▶ **Extracted information**:
** Start **

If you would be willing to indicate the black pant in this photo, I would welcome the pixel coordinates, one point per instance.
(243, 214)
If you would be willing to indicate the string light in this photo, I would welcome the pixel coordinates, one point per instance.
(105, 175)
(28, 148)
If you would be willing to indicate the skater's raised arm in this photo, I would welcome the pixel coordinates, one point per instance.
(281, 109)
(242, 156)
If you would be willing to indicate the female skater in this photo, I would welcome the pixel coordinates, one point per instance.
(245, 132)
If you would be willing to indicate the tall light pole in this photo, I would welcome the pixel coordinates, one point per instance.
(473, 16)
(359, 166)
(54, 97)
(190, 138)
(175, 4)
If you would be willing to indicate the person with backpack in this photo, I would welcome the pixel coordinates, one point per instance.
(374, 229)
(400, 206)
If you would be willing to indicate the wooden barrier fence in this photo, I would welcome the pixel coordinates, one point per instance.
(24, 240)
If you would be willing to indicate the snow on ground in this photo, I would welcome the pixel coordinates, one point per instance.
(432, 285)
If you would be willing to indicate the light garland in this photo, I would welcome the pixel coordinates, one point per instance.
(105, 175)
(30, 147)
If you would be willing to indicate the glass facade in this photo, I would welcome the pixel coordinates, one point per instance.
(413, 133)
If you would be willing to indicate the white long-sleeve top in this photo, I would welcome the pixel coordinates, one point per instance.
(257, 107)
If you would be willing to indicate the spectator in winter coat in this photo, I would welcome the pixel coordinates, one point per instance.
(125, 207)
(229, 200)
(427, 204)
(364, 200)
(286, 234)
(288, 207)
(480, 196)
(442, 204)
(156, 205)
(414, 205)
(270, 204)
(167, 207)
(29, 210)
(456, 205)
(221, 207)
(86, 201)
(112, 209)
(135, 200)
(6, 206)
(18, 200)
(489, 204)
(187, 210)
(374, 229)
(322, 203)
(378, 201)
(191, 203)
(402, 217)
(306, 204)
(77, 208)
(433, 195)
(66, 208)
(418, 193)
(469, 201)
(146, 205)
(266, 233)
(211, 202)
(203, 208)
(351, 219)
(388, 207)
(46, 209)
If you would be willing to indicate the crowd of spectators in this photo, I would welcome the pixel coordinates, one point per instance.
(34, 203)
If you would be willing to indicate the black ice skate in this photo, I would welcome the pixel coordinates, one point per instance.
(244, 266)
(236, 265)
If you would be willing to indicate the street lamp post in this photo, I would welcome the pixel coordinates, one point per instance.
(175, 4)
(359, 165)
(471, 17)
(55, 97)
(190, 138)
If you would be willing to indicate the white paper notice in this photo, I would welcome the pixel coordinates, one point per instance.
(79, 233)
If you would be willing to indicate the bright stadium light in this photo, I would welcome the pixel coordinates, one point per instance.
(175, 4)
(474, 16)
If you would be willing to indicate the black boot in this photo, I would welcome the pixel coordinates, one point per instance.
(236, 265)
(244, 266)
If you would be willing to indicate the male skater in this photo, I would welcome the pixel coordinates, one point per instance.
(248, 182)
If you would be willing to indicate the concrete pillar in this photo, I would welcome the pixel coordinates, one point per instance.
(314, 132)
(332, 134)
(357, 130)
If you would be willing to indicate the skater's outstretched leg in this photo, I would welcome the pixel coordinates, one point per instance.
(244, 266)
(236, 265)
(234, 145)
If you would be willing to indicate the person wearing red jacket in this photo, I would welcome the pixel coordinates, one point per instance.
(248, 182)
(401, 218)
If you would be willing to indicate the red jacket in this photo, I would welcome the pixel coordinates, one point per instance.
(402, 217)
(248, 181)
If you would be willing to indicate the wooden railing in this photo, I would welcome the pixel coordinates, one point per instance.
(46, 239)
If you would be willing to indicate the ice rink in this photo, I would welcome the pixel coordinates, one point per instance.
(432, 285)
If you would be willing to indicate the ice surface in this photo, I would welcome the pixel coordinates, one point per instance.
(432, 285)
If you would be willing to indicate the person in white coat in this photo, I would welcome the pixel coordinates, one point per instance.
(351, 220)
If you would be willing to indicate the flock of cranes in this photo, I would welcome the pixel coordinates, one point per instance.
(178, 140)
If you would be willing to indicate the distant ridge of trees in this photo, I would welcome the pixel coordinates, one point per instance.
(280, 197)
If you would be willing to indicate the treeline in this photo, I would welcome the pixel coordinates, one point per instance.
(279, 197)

** End **

▶ **Given request**: Write out all the records above again, exactly as they stand.

▶ **Exercise solution**:
If you would be willing to indicate the black pant in this photo, I would welcome the pixel coordinates, one point per instance.
(243, 214)
If you would be willing to indicate the string light in this photo, I would welcome the pixel coordinates, one point per instance.
(105, 175)
(28, 148)
If you would be willing to indicate the skater's raised arm in this photo, I would welcome the pixel coordinates, one point per instance.
(281, 109)
(242, 156)
If you would be willing to indicate the female skater in this photo, I would welcome the pixel coordinates, one point per instance.
(245, 132)
If you would be willing to indicate the tall light pole in this photo, I would welcome the pixel coordinates, one point per instance.
(473, 16)
(359, 166)
(54, 97)
(190, 138)
(175, 4)
If you would be willing to indicate the person with backpack in this photo, I would welcome the pixel coordinates, one point per instance.
(374, 229)
(400, 206)
If you would be willing to indicate the wooden barrier fence in this photo, I would welcome the pixel coordinates, one point per instance.
(24, 240)
If you would be willing to indicate the snow on ground in this photo, I would welcome the pixel coordinates, one point per instance.
(432, 285)
If you would be willing to indicate the light garland in this photo, I would welcome the pixel coordinates, one point per instance.
(105, 175)
(30, 147)
If you would be willing to indicate the glass facade in this photo, I would welcome the pixel coordinates, one point per instance.
(413, 133)
If you would be willing to indicate the white long-sleeve top in this photo, I would welcome the pixel coordinates, one point per instance.
(257, 107)
If you would be willing to indicate the spectator in winter coat in this photo, I would welcome the pixel coordinates, one point per instance.
(125, 207)
(229, 200)
(427, 204)
(364, 200)
(286, 234)
(288, 207)
(480, 196)
(442, 204)
(156, 205)
(414, 205)
(270, 204)
(167, 207)
(29, 210)
(456, 205)
(221, 207)
(86, 201)
(112, 209)
(135, 200)
(6, 206)
(18, 200)
(489, 204)
(187, 210)
(374, 229)
(322, 203)
(378, 201)
(191, 203)
(402, 217)
(306, 204)
(77, 208)
(433, 195)
(66, 208)
(418, 193)
(469, 201)
(146, 205)
(266, 233)
(211, 202)
(203, 208)
(351, 219)
(388, 207)
(46, 209)
If you would be willing to indicate the crowd of spectators in this photo, I would welcome the pixel coordinates, one point per instance.
(34, 203)
If you would be willing to indicate the black ice skate in this photo, I would welcome the pixel coordinates, one point per instance.
(244, 266)
(236, 265)
If you would be willing to indicate the street lamp post in this photo, I would welcome the pixel coordinates, one point per instance.
(175, 4)
(359, 165)
(471, 17)
(55, 97)
(190, 138)
If you would be willing to indicate the white paper notice in this photo, I would welcome the pixel coordinates, one point per instance.
(79, 233)
If you would be willing to indicate the bright stadium light in this photo, I would welcome the pixel coordinates, one point per instance.
(175, 4)
(474, 16)
If you would be willing to indicate the black boot in this photo, I would welcome the pixel coordinates, one point per instance.
(236, 265)
(244, 266)
If you would be willing to indicate the male skater in this photo, I would welcome the pixel coordinates, one point per instance.
(248, 182)
If you would be willing to indicate the concrete pillar in this photo, I would welcome the pixel coordinates, one point per instance.
(314, 132)
(332, 134)
(357, 130)
If you would be willing to indicate the skater's outstretched leg in this photo, I would welcome the pixel coordinates, one point per instance.
(244, 266)
(236, 265)
(234, 145)
If you would be willing to indicate the person wearing red jacket in this photo, I would welcome the pixel coordinates, one point per instance.
(248, 182)
(401, 218)
If you would be willing to indicate the red jacket in this photo, I would welcome the pixel coordinates, one point per instance.
(402, 217)
(248, 181)
If you would be willing to indicate the wooden railing in this photo, I would welcome the pixel coordinates, one point per instance.
(46, 239)
If you would be willing to indicate the ice rink in this photo, I would welcome the pixel coordinates, one point per instance.
(432, 285)
If you would be willing to indicate the ice surface in this photo, I would welcome the pixel coordinates, one point per instance.
(432, 285)
If you would be willing to indicate the person in white coat in this photo, I would welcome the pixel coordinates, one point per instance.
(351, 220)
If you would be willing to indicate the flock of cranes in this photo, I would welcome the pixel coordinates, one point per instance.
(178, 140)
If you would be willing to indicate the distant ridge of trees in this photo, I would welcome the pixel coordinates, one point per instance.
(280, 197)
If you would be willing to indicate the treeline in this photo, I would welcome the pixel coordinates, one point per instance.
(279, 197)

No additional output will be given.